● **Source document**:

— start —

Make rich chicken broth from a rotisserie chicken carcass by simmering the bones with aromatics for 1 to 6 hours on the stove, in an Instant Pot.
You just finished a rotisserie chicken, and the naked carcass sits on the cutting board. Most people toss it straight into the trash, not realizing that pile of bones, skin, and cartilage holds enough flavor for several quarts of homemade broth.
Making chicken broth from a rotisserie chicken is one of the simplest kitchen resets you can do. With a few basic aromatics, some water, and a little patience, you get a versatile base for soups, risottos, or sipping. This guide covers the tools, timing, and tricks to make it consistently good.
What You’ll Need to Get Started
The ingredient list is short. You need one rotisserie chicken carcass (or more if you’ve saved several), 12 to 16 cups of cold water, and aromatics like onion, carrots, celery, garlic, bay leaves, black peppercorns, and fresh herbs such as thyme or parsley.
Many recipes also add 1 to 2 tablespoons of apple cider vinegar. The mild acid helps extract minerals and gelatin from the bones, which gives the broth body and a silky texture.
No special equipment is required. A large stockpot or Dutch oven works for the stovetop method. An Instant Pot or slow cooker are great hands-off alternatives. You’ll also need a fine-mesh sieve or cheesecloth for straining and containers for storing the finished broth.

— end —

● **Region annotation rows**:
— start —

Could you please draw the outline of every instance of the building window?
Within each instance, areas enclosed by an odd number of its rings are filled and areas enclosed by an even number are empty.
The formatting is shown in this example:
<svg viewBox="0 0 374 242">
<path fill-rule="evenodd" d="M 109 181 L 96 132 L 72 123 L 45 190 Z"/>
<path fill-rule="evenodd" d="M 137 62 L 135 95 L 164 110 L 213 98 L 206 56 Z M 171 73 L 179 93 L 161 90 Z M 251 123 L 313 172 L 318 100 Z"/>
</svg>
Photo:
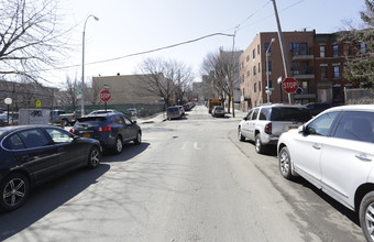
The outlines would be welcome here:
<svg viewBox="0 0 374 242">
<path fill-rule="evenodd" d="M 333 78 L 340 78 L 340 66 L 333 66 Z"/>
<path fill-rule="evenodd" d="M 267 72 L 268 74 L 272 73 L 272 62 L 267 62 Z"/>
<path fill-rule="evenodd" d="M 321 66 L 321 78 L 322 79 L 327 78 L 327 70 L 328 70 L 327 66 Z"/>
<path fill-rule="evenodd" d="M 308 94 L 308 89 L 309 89 L 309 84 L 307 80 L 302 80 L 301 81 L 301 88 L 302 88 L 302 94 Z"/>
<path fill-rule="evenodd" d="M 350 50 L 351 50 L 351 46 L 350 46 L 350 44 L 349 43 L 345 43 L 344 44 L 344 56 L 349 56 L 350 55 Z"/>
<path fill-rule="evenodd" d="M 360 43 L 360 54 L 362 55 L 366 54 L 366 43 L 364 42 Z"/>
<path fill-rule="evenodd" d="M 268 80 L 268 88 L 273 88 L 273 81 Z"/>
<path fill-rule="evenodd" d="M 320 57 L 326 57 L 326 45 L 320 45 L 319 46 L 319 56 Z"/>
<path fill-rule="evenodd" d="M 337 45 L 337 44 L 332 45 L 332 56 L 333 57 L 339 56 L 339 45 Z"/>
<path fill-rule="evenodd" d="M 270 43 L 265 43 L 265 54 L 266 54 L 266 51 L 267 51 L 267 48 L 268 48 L 268 45 L 270 45 Z M 272 52 L 272 46 L 268 48 L 268 54 L 271 54 L 271 52 Z"/>
<path fill-rule="evenodd" d="M 290 43 L 289 52 L 293 55 L 307 55 L 308 54 L 308 45 L 307 43 Z"/>
</svg>

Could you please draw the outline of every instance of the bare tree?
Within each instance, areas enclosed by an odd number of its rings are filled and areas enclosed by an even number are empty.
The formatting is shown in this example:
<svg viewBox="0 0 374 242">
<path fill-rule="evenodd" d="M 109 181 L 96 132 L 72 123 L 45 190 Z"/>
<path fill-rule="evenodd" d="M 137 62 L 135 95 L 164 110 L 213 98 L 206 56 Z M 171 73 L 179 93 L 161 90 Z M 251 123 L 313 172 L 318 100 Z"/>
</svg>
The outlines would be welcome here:
<svg viewBox="0 0 374 242">
<path fill-rule="evenodd" d="M 0 75 L 37 81 L 66 48 L 57 0 L 0 0 Z"/>
<path fill-rule="evenodd" d="M 194 80 L 190 67 L 177 61 L 147 58 L 140 65 L 143 74 L 140 85 L 145 91 L 164 99 L 167 107 L 177 101 L 177 94 L 183 92 Z"/>
<path fill-rule="evenodd" d="M 222 48 L 216 53 L 207 54 L 202 62 L 201 72 L 211 81 L 213 92 L 224 102 L 228 99 L 230 112 L 234 90 L 239 85 L 239 56 L 242 52 L 224 52 Z"/>
</svg>

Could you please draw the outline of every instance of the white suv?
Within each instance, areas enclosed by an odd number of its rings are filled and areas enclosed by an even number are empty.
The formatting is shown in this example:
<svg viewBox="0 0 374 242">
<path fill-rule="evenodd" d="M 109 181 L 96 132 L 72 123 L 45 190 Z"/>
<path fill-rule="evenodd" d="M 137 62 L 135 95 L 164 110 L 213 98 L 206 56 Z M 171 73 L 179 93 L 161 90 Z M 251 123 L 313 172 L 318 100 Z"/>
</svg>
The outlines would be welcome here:
<svg viewBox="0 0 374 242">
<path fill-rule="evenodd" d="M 255 142 L 257 153 L 265 152 L 265 145 L 276 145 L 279 135 L 289 129 L 297 129 L 311 119 L 304 106 L 266 105 L 250 110 L 239 123 L 238 138 Z"/>
<path fill-rule="evenodd" d="M 326 110 L 278 141 L 280 174 L 300 175 L 359 212 L 367 241 L 374 241 L 374 105 Z"/>
</svg>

— end —

● **Exercise description**: Continue the article on making broth from a rotisserie chicken carcass, picking up right after its last sentence.

● **Exercise response**:
Why This Carcass Deserves a Second Life
A single rotisserie chicken costs about the same as a box of store-bought broth, but the carcass gives you double the value. Homemade broth has no added sodium or preservatives, and you control the flavor.
- Cost-effective: You’ve already paid for the chicken — the broth is essentially free.
- Better flavor: Simmered bones, skin, and cartilage produce a richer, more complex taste than most commercial broths.
- No weird additives: Many store-bought broths contain sugar, yeast extract, or natural flavors. Homemade is just what you put in it.
- Gelatin-rich: Proper simmering extracts collagen from the bones, giving the broth a silky mouthfeel that thickens soups naturally.
Beyond the practical benefits, the process is almost meditative. Simmering a pot on the stove fills your kitchen with an inviting aroma and signals that something wholesome is underway.
How Long to Simmer: Stovetop, Instant Pot, and Slow Cooker
The simmer time determines how much flavor and body you extract. Most home cooks recommend a minimum of 1 hour for a light broth and up to 6 hours for a deeper, more gelatinous stock. Tastes Better From Scratch explains the broth vs stock difference, noting that broth made from bones is technically a stock, though the two terms are used interchangeably in home kitchens.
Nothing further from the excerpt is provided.